■ **SOURCE RECORDS**
--*--

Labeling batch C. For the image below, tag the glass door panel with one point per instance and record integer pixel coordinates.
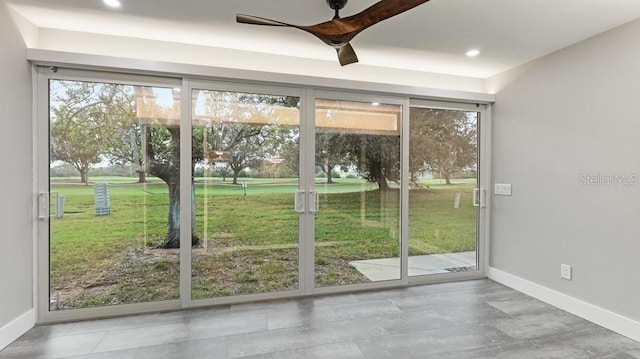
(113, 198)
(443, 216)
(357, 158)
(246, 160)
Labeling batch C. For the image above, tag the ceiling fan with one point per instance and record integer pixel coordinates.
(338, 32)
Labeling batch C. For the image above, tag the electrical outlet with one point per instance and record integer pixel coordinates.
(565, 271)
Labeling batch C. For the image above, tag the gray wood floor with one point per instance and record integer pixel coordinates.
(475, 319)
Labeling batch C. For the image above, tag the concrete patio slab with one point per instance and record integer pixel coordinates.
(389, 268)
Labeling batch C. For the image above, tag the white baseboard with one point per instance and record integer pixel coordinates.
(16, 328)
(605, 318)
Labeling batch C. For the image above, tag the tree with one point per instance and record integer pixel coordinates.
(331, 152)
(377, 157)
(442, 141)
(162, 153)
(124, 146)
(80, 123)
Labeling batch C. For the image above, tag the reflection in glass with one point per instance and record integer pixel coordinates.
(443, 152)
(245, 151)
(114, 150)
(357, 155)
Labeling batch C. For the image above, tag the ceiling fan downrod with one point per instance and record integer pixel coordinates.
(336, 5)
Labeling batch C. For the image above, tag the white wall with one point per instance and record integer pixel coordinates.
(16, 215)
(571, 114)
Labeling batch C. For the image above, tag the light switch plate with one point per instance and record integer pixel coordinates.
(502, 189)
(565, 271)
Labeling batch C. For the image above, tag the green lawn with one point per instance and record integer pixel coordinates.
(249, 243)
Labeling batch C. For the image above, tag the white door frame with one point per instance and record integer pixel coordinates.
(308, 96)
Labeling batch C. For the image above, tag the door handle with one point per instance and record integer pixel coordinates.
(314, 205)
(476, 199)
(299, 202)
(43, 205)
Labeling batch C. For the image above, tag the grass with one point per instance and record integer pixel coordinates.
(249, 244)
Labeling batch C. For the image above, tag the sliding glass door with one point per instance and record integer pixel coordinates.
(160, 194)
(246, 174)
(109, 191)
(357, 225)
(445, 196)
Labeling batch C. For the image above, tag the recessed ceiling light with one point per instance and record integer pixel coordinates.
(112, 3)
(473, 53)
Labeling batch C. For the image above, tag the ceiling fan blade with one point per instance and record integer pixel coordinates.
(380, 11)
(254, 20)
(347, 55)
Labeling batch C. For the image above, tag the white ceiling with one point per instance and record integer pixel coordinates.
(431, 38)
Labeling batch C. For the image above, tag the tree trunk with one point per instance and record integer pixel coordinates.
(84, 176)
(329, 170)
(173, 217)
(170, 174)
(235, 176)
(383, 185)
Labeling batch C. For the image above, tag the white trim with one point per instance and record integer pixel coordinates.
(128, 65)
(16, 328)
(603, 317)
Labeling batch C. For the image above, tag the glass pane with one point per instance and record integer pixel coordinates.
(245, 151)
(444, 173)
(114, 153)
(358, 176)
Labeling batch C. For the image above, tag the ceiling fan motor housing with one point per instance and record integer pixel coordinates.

--*--

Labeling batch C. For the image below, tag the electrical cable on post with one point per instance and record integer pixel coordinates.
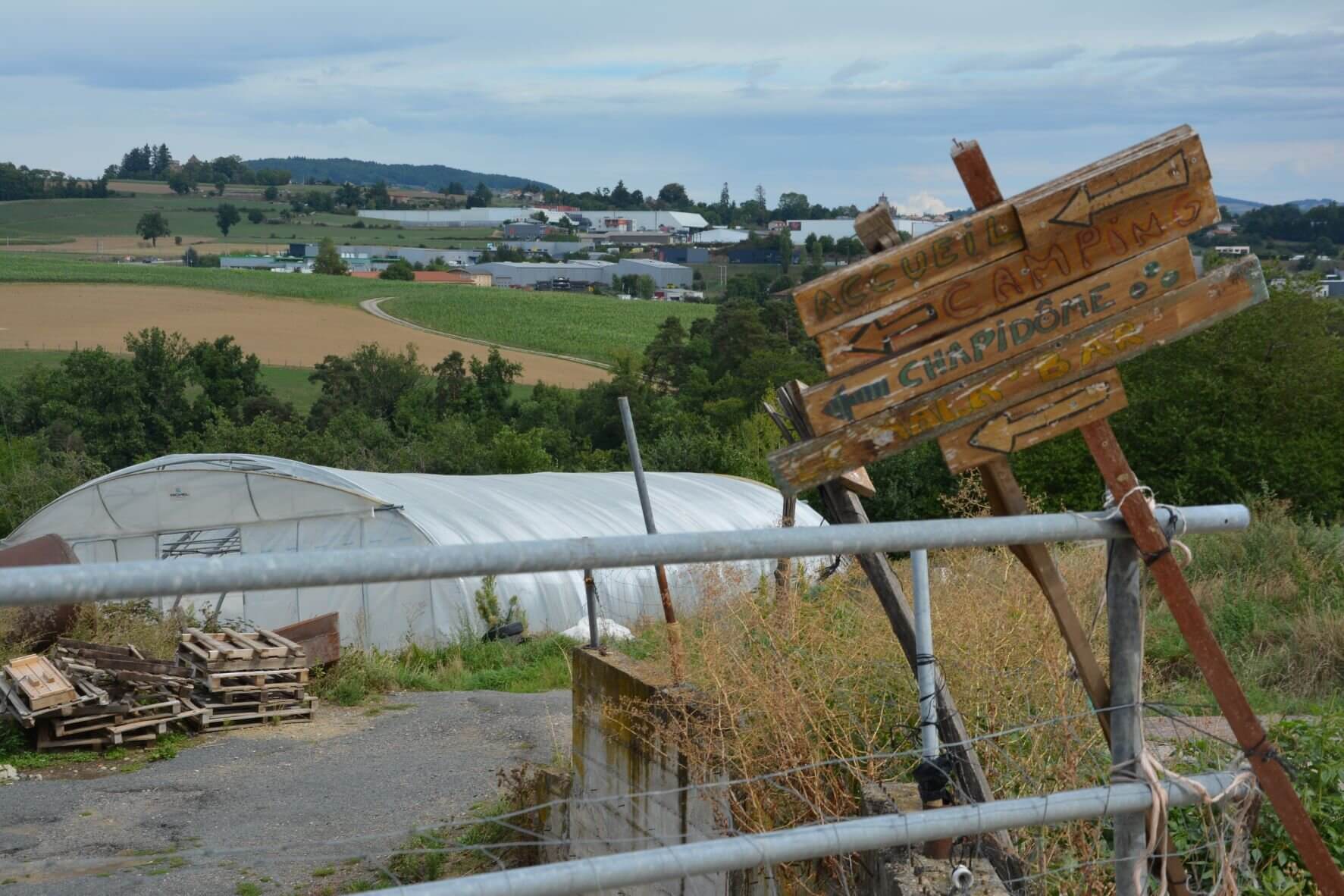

--*--

Please copy the rows again, starting at the line containing "Labeling batch C. For the image above, tag the glass" and ending at the line containing "ceiling fan motor", both lines and the requests included. Offset every coordinate value in the answers by -53.

■ **EXERCISE ANSWER**
Labeling batch C. For the image above, tag the glass pane with one point per instance and record integer pixel coordinates.
(192, 98)
(391, 120)
(61, 100)
(305, 123)
Labeling batch C. For the image above, tag the ceiling fan motor housing with one point per instance and record integer pixel coordinates.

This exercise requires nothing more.